Instructions for the task: The records below are to be quoted in full; please keep every word exact.

Records for processing:
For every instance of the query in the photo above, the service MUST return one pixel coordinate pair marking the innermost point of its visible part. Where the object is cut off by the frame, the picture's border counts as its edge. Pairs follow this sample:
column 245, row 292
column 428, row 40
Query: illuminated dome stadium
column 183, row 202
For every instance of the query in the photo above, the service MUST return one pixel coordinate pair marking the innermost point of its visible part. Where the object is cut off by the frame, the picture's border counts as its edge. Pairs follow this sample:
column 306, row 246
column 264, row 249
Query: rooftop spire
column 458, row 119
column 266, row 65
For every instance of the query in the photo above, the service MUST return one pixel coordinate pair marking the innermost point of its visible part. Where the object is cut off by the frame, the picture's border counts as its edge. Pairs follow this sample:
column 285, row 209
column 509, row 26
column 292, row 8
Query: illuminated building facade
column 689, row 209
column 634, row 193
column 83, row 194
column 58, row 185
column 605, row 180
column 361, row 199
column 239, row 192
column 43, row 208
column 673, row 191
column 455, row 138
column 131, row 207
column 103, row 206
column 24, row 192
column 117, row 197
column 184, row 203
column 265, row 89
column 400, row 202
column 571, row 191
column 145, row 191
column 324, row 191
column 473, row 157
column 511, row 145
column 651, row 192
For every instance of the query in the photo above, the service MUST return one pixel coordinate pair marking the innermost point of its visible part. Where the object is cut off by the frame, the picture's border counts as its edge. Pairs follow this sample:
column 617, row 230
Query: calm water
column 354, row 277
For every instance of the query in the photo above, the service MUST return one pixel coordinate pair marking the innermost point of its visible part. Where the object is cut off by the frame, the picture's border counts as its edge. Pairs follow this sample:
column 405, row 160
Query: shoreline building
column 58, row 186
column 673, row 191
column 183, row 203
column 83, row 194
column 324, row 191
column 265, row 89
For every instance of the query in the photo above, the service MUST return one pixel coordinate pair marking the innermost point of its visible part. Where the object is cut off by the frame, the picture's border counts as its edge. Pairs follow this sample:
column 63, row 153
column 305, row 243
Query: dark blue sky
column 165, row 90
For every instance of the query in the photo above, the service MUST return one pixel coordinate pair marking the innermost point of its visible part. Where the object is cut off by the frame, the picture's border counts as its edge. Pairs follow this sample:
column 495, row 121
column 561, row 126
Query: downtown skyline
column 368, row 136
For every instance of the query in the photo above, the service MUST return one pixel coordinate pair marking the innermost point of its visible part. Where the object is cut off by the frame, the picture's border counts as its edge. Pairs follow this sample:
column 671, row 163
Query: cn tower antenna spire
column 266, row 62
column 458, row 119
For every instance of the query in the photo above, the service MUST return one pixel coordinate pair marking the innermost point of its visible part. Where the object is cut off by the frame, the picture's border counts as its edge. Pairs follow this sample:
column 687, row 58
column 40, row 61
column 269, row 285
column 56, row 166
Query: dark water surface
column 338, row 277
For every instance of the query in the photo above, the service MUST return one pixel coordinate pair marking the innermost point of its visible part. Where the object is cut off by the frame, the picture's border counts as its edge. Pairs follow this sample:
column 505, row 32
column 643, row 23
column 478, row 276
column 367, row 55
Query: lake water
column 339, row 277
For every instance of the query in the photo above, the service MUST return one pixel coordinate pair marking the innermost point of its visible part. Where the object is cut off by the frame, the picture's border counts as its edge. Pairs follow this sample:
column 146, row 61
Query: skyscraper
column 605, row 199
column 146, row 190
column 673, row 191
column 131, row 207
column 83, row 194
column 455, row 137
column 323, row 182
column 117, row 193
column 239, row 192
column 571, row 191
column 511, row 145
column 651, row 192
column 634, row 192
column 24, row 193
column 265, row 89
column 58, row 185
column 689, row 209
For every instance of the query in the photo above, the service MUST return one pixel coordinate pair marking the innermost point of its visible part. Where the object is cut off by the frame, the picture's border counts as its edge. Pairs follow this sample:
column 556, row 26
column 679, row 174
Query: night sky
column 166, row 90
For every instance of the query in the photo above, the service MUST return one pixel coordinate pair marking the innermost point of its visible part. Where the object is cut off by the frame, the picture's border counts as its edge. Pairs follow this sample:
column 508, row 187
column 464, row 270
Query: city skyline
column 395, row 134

Task result:
For every instance of the query in the photo above, the service MUST return one pixel coordinate pair marking the innermost point of its visible part. Where the object is cut off by the frame, the picture's border counts as its edge. Pairs follow this sample:
column 245, row 292
column 428, row 40
Query: illuminated dome stadium
column 183, row 202
For every instance of the query in the photo above, the service MUST return one pixel coordinate pair marking the innermost point of its visible part. Where the object is cut off by the frame, the picture's border counts as its edge. Pairs follow this sample:
column 306, row 246
column 264, row 249
Query: rooftop spire
column 458, row 119
column 266, row 65
For every instance of the query in the photo above, the service MUST return one pixel coordinate pair marking the innermost point of its visible part. Where the object is cut off by the frame, the picture's border counts as its edge. Pairs follow this sample:
column 285, row 209
column 509, row 26
column 292, row 8
Query: illuminated building facade
column 689, row 209
column 634, row 193
column 83, row 194
column 58, row 185
column 605, row 180
column 361, row 199
column 239, row 192
column 43, row 208
column 673, row 191
column 455, row 138
column 131, row 207
column 103, row 206
column 24, row 192
column 117, row 197
column 184, row 203
column 265, row 89
column 400, row 202
column 571, row 191
column 145, row 191
column 324, row 191
column 473, row 157
column 511, row 145
column 651, row 192
For every instance of the query in the photo above, the service MUST return one pixel coordinate pair marking the innermost point of its visible part. Where the object is cut off by the frame, the picture's border counts as its edge. Pairs follow this sample:
column 617, row 230
Query: calm water
column 354, row 277
For every instance of the query in the photo above, the service MUST return one pixel coordinate pair marking the innermost point of its visible part. Where the object is cut off by the frame, the picture's border counts as its edge. Pairs follow this sample:
column 405, row 160
Query: shoreline building
column 58, row 186
column 673, row 191
column 183, row 203
column 83, row 194
column 324, row 191
column 265, row 89
For every instance of the query in the photo above, the service MUST return one pixel coordinate pair marking the innermost point of its visible part. Where the object is cut off by the frame, the picture's border counts as its edge. Pairs follow this sample:
column 63, row 153
column 305, row 243
Query: dark blue sky
column 165, row 90
For every instance of the query in the photo above, the service MUST return one pixel coordinate pair marking the innermost point of its visible part. Where the object is cut off by the frame, the picture's border counts as its edge. Pairs follow this sample:
column 495, row 121
column 561, row 126
Query: downtown skyline
column 368, row 136
For every instance of the query in the photo above, the service MUST return one pixel coordinate pair marking the innermost point of its visible part. Where the object is cut off by the frame, the picture's border counts as its edge. Pairs follow this sample:
column 671, row 163
Query: cn tower antenna spire
column 266, row 62
column 458, row 119
For every instance of the query in the photo above, the service MUST return one pixel coordinate pair marking the innermost point of its visible part. Where the object is cut off by the frame, the picture's border counts as its edge. Pairs follow this sample:
column 687, row 58
column 40, row 61
column 269, row 285
column 56, row 166
Query: dark water surface
column 338, row 277
For every instance of the query in the photo above, the service MUST return one pixel coordinate pair marking the innermost point of its visible part. Where the object is cut off by the frame, the picture's border counts as its edge. Pairs follow this sample:
column 505, row 32
column 643, row 23
column 478, row 276
column 367, row 55
Query: lake water
column 339, row 277
For every instance of the query in the photo above, the service MUST return one pixel coordinate pair marking the innermost point of its visible part. Where the object is cut off by the frame, the picture's border counts as its edge. Pairs follow this sample:
column 146, row 61
Query: skyscraper
column 605, row 199
column 146, row 190
column 673, row 191
column 131, row 207
column 83, row 194
column 455, row 137
column 323, row 182
column 117, row 193
column 239, row 192
column 571, row 191
column 511, row 145
column 651, row 192
column 634, row 192
column 24, row 193
column 265, row 89
column 58, row 185
column 689, row 209
For every instance of the query in the photo above, the service MUST return one pixel coordinate pair marking the innermost point of its visible part. Where the object is cut off by the frame, the picture's border counts as its edge. Pairs follow this sample:
column 556, row 26
column 679, row 174
Query: night sky
column 166, row 90
For every instance of the query in the photo above, the service MUST return one pixel coordinate pair marking the innermost point of its visible part. Where the object is cut off by the frame, the picture's border counts as its edge. Pairs follow this sample:
column 508, row 187
column 464, row 270
Query: city skyline
column 395, row 134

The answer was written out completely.